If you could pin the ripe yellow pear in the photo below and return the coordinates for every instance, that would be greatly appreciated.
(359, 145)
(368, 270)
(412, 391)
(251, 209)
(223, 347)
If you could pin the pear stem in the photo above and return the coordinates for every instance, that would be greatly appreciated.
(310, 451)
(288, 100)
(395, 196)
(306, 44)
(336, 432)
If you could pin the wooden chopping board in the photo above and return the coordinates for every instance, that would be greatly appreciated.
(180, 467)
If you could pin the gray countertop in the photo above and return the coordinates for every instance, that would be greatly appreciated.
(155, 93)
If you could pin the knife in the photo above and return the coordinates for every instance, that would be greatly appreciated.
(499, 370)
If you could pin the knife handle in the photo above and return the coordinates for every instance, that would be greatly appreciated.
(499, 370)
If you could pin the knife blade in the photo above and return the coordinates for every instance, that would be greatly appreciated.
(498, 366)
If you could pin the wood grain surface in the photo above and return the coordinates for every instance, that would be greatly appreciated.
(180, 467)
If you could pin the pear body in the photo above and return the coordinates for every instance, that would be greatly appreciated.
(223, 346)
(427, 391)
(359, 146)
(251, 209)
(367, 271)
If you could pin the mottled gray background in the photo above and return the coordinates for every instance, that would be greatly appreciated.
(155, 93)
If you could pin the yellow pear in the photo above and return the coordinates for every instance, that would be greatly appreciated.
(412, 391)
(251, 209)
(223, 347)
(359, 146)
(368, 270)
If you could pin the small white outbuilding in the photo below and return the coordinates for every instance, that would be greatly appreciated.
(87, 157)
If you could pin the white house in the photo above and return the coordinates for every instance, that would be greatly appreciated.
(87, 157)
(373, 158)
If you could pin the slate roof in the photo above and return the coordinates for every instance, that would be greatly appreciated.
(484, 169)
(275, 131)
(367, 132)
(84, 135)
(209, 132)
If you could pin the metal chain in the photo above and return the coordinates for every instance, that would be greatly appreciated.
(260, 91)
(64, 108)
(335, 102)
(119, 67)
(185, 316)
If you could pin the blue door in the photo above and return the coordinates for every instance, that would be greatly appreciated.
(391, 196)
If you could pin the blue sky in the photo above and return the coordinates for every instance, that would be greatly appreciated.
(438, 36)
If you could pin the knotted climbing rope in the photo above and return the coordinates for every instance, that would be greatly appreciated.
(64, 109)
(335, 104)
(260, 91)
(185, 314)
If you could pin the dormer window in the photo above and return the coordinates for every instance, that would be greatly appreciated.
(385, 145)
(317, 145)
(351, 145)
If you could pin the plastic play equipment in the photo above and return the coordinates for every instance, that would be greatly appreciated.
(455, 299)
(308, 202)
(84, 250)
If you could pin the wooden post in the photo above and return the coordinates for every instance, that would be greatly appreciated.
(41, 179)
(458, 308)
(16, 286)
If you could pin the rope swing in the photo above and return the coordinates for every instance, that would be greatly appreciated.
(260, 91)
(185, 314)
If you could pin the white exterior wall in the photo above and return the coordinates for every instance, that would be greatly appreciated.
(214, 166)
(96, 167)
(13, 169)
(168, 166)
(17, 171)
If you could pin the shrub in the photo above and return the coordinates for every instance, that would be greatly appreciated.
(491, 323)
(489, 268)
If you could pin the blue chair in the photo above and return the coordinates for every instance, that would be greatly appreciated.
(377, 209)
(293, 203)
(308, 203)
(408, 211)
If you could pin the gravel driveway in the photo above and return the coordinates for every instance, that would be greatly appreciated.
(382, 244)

::::

◆ Task to complete: Could you output all of the records above exactly as given?

◆ Answer space:
If you could pin the ripe yellow pear in the photo below and return the coordinates for every instance, that would be greatly appreciated.
(359, 145)
(368, 270)
(412, 391)
(251, 209)
(223, 347)
If you could pin the pear stem in the photo above and return the coordinates for every instance, that would be greatly appreciated.
(310, 451)
(288, 100)
(395, 196)
(306, 44)
(336, 432)
If you could pin the wooden chopping board in the photo above and return the coordinates for every instance, that would be greatly appreciated.
(180, 467)
If you could pin the gray countertop in the photo above and return the coordinates for every instance, that would be greatly appreciated.
(155, 93)
If you could pin the knife in the photo above and return the coordinates for every instance, that would be greatly appreciated.
(499, 370)
If you could pin the knife handle in the photo above and return the coordinates for every instance, that would be greatly appreciated.
(499, 370)
If you could pin the knife blade in the photo above and return the coordinates for every instance, that would be greatly appreciated.
(498, 366)
If you could pin the wood grain surface in the photo above and return the coordinates for every instance, that would be greatly appreciated.
(180, 467)
If you could pin the pear body in the photo above and return the coordinates for every instance, that would be greatly appreciated.
(223, 346)
(427, 391)
(359, 146)
(251, 209)
(367, 271)
If you could pin the mottled gray background in the photo above and return the coordinates for every instance, that would be greatly appreciated.
(155, 93)
If you could pin the yellow pear in the photo above and return the coordinates for every instance, that would be greatly appreciated.
(412, 391)
(251, 209)
(223, 347)
(359, 146)
(368, 270)
If you could pin the small white outbuilding in the photo below and return the coordinates for every instance, that would be greatly appreciated.
(87, 157)
If you could pin the white house in the photo above and return the coordinates for every instance, that would be greatly appreciated.
(87, 157)
(373, 158)
If you could pin the slate roof in the photo above and return the coordinates for every instance, that would be greatly appreciated.
(484, 169)
(275, 131)
(367, 132)
(84, 135)
(209, 132)
If you could pin the metal chain in the photo above and return the coordinates for every instance, that would be greatly appreciated.
(260, 91)
(64, 108)
(335, 102)
(119, 67)
(185, 316)
If you could pin the blue door in the photo above and return the coordinates for every instance, that would be greatly appreciated.
(391, 196)
If you could pin the blue sky in the photo above and return the coordinates for every instance, that would be greatly appreciated.
(438, 36)
If you could pin the knotted climbing rope in the photo above and return the coordinates for every instance, that would be greatly appreciated.
(64, 109)
(335, 104)
(260, 91)
(185, 314)
If you could pin the dormer window in the photo above and return the coordinates for every instance, that would be greatly appreciated.
(385, 145)
(317, 145)
(351, 145)
If you could pin the plastic play equipment in the photo above and return the coordinates for every instance, that would be greatly appreciated.
(455, 299)
(308, 202)
(84, 250)
If you could pin the wooden post in the photo above and return the coordinates for every instance, that would be greatly appreciated.
(41, 179)
(458, 308)
(16, 286)
If you could pin the rope swing in the photo above and return the coordinates for every instance, that would be greatly appreciated.
(260, 91)
(185, 314)
If you could pin the white exterior wall in the photo above and return the coordinates for every instance, that would be greatly appreciated.
(214, 166)
(96, 167)
(13, 169)
(168, 166)
(17, 171)
If you could pin the shrub in the photo above and return the coordinates for every instance, that would be greatly appreciated.
(491, 323)
(489, 268)
If you could pin the blue chair in the photo above and return the coordinates for every instance, that would be greatly appreciated.
(377, 209)
(293, 203)
(308, 203)
(408, 211)
If you could pin the gravel driveway in the photo above and return the coordinates for every instance, that would be greatly appreciated.
(382, 244)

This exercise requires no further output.